↓
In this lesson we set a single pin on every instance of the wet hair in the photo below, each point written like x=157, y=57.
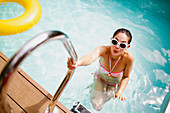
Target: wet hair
x=123, y=30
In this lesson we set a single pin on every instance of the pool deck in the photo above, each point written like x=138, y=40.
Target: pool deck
x=26, y=95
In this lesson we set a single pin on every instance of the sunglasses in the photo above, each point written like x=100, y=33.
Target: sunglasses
x=122, y=45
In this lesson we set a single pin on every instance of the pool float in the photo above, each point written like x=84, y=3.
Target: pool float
x=28, y=19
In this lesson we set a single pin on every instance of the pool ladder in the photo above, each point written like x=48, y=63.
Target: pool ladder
x=16, y=60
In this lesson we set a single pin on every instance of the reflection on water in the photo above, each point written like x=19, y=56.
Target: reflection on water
x=90, y=24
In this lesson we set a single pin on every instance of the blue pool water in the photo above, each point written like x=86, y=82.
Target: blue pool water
x=90, y=23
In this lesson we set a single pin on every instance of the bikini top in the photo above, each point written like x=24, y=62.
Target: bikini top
x=109, y=73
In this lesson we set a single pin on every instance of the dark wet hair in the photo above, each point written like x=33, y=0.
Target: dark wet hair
x=123, y=30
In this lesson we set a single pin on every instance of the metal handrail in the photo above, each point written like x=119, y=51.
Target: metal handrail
x=16, y=60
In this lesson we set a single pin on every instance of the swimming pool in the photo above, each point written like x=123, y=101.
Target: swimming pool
x=89, y=24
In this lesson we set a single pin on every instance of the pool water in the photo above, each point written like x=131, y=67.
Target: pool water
x=89, y=24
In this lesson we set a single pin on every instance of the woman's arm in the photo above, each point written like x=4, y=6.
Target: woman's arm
x=125, y=79
x=87, y=59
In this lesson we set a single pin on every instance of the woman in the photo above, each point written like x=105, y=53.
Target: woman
x=115, y=65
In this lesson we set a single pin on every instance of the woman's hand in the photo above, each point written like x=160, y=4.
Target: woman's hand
x=71, y=64
x=119, y=97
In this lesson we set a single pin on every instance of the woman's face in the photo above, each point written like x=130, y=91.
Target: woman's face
x=121, y=38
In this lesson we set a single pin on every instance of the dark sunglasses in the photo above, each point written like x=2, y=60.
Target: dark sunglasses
x=122, y=45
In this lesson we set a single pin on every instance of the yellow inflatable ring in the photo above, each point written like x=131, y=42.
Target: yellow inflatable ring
x=28, y=19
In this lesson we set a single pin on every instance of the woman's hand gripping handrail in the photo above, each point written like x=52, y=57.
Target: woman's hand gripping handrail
x=16, y=60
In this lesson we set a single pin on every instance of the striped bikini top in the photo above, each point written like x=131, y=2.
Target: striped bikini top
x=109, y=73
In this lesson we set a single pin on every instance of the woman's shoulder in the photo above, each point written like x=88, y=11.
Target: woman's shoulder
x=128, y=56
↑
What is expected. Only the lines from the one with "like x=105, y=53." through the end of the material are wanted; copy them exactly, both ends included.

Final result.
In this lesson we set a single pin on every instance of the woman in the photo above, each point written like x=105, y=53.
Target: woman
x=115, y=65
In this lesson we set a single pin on every instance of the woman's hand in the photo above, each point written like x=160, y=4.
Target: woman's hand
x=71, y=64
x=119, y=97
In this lesson we set a single pin on every instance of the woman's face in the photo above, each point written like x=130, y=91.
Target: woman's face
x=121, y=38
In this lesson we set a single pin on every instance of the dark sunglasses in the photo above, each point written like x=2, y=60.
Target: dark sunglasses
x=122, y=45
In this lesson we set a single pin on every instance of the yellow inflatable ring in the photo above, each point written like x=131, y=42.
Target: yellow inflatable ring
x=28, y=19
In this lesson we set a single pin on every instance of the woman's hand gripping handrail in the photo above, each point written like x=52, y=57.
Target: woman's hand gripping handrail
x=16, y=60
In this lesson we set a single pin on every instance of the striped bikini top in the photo above, each point written like x=131, y=2.
Target: striped bikini top
x=109, y=73
In this lesson we set a single pin on every instance of the woman's shoulder in the photo above, each point written like x=88, y=11.
Target: woman's shoulder
x=128, y=56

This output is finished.